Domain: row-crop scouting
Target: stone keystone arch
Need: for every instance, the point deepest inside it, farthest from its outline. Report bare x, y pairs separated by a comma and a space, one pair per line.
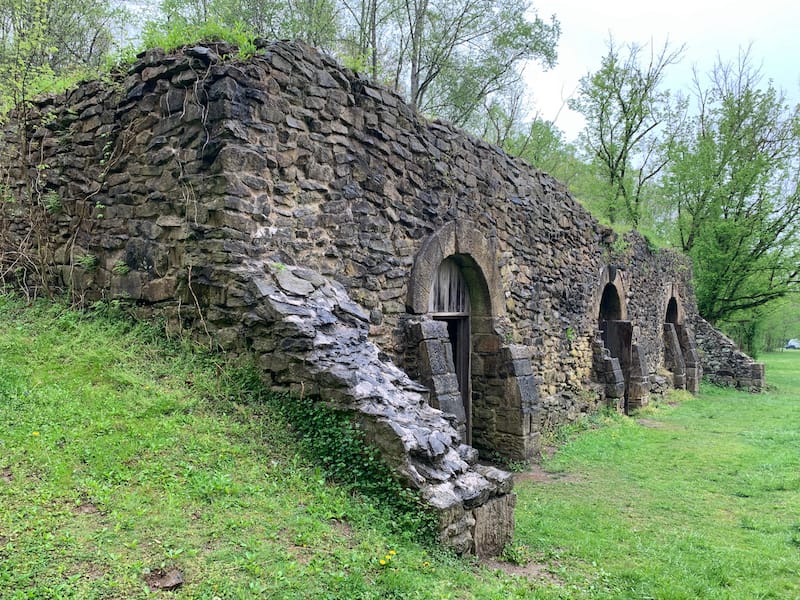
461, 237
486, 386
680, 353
☆ ☆ ☆
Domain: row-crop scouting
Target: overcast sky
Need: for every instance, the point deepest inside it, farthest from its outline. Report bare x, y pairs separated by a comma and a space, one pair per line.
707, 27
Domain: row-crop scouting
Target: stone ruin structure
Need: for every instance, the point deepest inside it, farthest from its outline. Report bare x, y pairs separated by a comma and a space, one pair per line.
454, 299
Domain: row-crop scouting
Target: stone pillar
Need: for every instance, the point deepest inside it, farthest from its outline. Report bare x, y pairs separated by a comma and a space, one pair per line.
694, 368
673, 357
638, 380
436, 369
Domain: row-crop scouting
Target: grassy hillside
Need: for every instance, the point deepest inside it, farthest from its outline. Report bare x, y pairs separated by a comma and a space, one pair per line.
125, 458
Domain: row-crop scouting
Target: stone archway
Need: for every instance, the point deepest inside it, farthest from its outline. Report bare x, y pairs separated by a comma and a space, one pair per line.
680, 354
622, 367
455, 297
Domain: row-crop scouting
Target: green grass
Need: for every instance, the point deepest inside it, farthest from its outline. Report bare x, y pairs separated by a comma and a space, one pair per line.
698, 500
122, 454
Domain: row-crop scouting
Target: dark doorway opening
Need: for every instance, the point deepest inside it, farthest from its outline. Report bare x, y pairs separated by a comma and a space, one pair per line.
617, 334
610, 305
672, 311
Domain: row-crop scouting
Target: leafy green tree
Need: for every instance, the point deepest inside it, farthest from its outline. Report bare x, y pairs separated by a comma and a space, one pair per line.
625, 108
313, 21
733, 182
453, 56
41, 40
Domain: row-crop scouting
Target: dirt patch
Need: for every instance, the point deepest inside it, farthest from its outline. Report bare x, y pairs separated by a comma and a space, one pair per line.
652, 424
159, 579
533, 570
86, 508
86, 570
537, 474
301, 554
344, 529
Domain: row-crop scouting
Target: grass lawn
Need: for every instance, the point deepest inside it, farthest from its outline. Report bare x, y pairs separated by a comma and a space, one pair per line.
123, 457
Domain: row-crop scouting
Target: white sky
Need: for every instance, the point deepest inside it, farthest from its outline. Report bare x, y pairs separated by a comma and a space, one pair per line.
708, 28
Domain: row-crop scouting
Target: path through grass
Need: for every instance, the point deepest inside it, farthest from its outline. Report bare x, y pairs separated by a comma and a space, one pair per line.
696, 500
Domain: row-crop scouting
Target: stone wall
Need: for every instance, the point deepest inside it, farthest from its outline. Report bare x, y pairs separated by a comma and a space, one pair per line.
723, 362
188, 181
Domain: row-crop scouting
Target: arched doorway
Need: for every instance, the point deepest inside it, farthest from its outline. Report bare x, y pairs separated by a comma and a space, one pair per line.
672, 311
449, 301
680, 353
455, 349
☆ ☆ ☆
### Written request
Pull out each line of the material above that contains the string "doorway", and copy those lines in their original order.

### Answer for this exercise
Target: dark doorway opening
Target: arched doorway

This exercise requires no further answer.